(Stored data entries)
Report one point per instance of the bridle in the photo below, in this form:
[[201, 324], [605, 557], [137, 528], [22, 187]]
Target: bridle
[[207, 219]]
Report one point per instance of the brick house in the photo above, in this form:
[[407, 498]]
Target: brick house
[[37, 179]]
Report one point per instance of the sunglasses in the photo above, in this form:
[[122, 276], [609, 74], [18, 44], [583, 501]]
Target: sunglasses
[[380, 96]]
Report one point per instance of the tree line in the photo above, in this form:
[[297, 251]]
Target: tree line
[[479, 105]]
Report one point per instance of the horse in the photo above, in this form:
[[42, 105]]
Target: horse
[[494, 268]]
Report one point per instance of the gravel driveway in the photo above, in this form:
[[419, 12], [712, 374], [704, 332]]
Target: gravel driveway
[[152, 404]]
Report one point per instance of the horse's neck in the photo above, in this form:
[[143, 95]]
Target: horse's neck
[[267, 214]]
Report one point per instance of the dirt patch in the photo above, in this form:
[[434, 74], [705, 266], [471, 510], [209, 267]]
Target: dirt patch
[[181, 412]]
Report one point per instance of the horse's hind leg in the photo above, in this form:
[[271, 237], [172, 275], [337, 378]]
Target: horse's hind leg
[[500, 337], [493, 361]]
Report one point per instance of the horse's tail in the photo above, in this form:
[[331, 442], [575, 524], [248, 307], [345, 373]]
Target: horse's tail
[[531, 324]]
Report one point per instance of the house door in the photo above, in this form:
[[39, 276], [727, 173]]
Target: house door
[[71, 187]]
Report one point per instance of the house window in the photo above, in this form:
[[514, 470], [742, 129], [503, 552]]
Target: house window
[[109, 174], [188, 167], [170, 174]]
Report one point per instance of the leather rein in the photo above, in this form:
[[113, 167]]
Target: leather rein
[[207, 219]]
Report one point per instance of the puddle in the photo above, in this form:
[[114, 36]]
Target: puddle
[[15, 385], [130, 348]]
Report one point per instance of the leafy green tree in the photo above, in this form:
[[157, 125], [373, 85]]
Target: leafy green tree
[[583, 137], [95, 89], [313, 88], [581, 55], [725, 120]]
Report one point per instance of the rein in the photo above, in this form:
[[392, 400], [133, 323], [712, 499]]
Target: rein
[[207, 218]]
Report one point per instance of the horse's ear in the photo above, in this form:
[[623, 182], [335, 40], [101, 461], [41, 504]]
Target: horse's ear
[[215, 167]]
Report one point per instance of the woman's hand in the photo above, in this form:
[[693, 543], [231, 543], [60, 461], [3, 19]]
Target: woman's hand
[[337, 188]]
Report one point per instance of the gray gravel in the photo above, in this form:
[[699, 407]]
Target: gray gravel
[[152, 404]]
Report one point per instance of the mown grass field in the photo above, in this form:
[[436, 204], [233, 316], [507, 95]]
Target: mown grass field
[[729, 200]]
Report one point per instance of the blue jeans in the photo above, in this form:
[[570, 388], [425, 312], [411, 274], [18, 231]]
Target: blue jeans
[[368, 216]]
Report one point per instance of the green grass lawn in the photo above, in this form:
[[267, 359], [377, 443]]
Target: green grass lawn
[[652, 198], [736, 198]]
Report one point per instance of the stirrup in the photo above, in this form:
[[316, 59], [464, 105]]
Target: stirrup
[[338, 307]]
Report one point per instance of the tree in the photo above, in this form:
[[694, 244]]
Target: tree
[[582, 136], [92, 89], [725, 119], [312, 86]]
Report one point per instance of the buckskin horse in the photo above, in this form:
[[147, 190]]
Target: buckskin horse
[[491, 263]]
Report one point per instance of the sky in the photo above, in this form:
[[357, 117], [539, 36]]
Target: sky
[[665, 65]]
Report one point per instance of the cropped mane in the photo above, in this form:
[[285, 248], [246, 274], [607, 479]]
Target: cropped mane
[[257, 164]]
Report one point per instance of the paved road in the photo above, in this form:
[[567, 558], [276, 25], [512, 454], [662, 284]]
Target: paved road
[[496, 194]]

→ Exercise objective: Please repeat the records so that each one reads exactly as it does above.

→ Worked solution:
Report one point per instance of the bridle in the photo below, in this form:
[[201, 324], [605, 557], [137, 528], [22, 187]]
Target: bridle
[[207, 219]]
Report one point per instance of the brick house in the photo above, in this form:
[[407, 498]]
Target: brick house
[[37, 179]]
Report one point per instance of the sunglasses in the photo above, in this form:
[[122, 276], [609, 74], [18, 44], [583, 501]]
Target: sunglasses
[[380, 96]]
Report one point per instance of the tree line in the photo above, in this form:
[[297, 251]]
Target: tree line
[[479, 105]]
Report one point per instance of the horse in the photo above, in this form:
[[42, 105]]
Target: horse
[[494, 268]]
Report one point per instance of the gravel driveway in the photo above, in this form:
[[419, 12], [712, 374], [704, 332]]
Target: gravel driveway
[[152, 404]]
Report one point per instance of the horse's neck in the photo above, in this form:
[[143, 95]]
Target: horse's neck
[[267, 214]]
Report one point per instance of the dirt patch in the photo above, in this form:
[[434, 74], [705, 266], [471, 510], [209, 267]]
Target: dirt patch
[[181, 412]]
Report one point per instance of the horse's hind leg in the photo above, in this form:
[[271, 237], [172, 275], [337, 378]]
Target: horse's hind leg
[[500, 337], [493, 361]]
Report one point per instance of the horse's tail in the photo above, in this form:
[[331, 442], [575, 524], [248, 307], [345, 373]]
Target: horse's tail
[[531, 324]]
Report one point per instance of the house door in the photo above, in this form:
[[39, 276], [727, 173]]
Target: house door
[[71, 187]]
Report one point per instance of the house window in the photo above, in this form:
[[514, 470], [742, 129], [503, 552]]
Target: house window
[[109, 174], [188, 167], [170, 174]]
Report one point per instance of the leather rein in the photo above, in this form:
[[113, 167]]
Target: leather rein
[[207, 219]]
Report one point per instance of the puddle in the photo above, in this form:
[[114, 36]]
Target: puddle
[[15, 385], [130, 348]]
Report one point per instance of the leafy green tree in the photo above, in this form:
[[157, 125], [373, 85]]
Target: leafy green tree
[[583, 137], [95, 89], [313, 88], [581, 55], [725, 120]]
Report one point per instance of the rein in the photo above, in this form:
[[392, 400], [133, 323], [712, 499]]
Target: rein
[[207, 218]]
Report one point per instance of the horse's ear in the photo above, in this form:
[[623, 182], [335, 40], [101, 461], [41, 504]]
Target: horse's ear
[[215, 167]]
Report one point per instance of the woman's hand in the photo above, in this form:
[[693, 543], [231, 543], [60, 461], [3, 19]]
Target: woman's hand
[[337, 188]]
Report one point per instance of the gray gravel in the photo above, in this form:
[[699, 407]]
Target: gray gravel
[[152, 404]]
Report one point per instance of the mown grass field in the photo above, in this form:
[[436, 204], [233, 316], [507, 95]]
Target: mown grass field
[[729, 200]]
Report one point per instance of the blue jeans in the photo above, in this form:
[[570, 388], [425, 312], [411, 274], [18, 231]]
Target: blue jeans
[[368, 216]]
Report one point per instance of the green grass lawn in the photo above, in this form:
[[267, 359], [377, 443]]
Target: green grass lawn
[[652, 198], [736, 198]]
Report one point per instance of the stirrup in the photo above, in this form:
[[316, 59], [464, 105]]
Target: stirrup
[[338, 307]]
Report one point per instance of the tree in the photo above, in this form:
[[694, 244]]
Target: tree
[[582, 136], [92, 89], [725, 119], [312, 86]]
Report one point per instance of the buckskin horse in the photo above, in this form:
[[147, 190]]
Target: buckskin horse
[[491, 263]]
Report one point per instance of the sky in the photo above, in this form:
[[357, 117], [539, 36]]
Target: sky
[[665, 65]]
Report one point per instance of the cropped mane in the photo above, in this form:
[[285, 248], [246, 274], [607, 479]]
Target: cropped mane
[[257, 164]]
Report one point per instance of the paved road in the photo above, in this form:
[[567, 558], [276, 25], [512, 454], [662, 284]]
Target: paved road
[[496, 194]]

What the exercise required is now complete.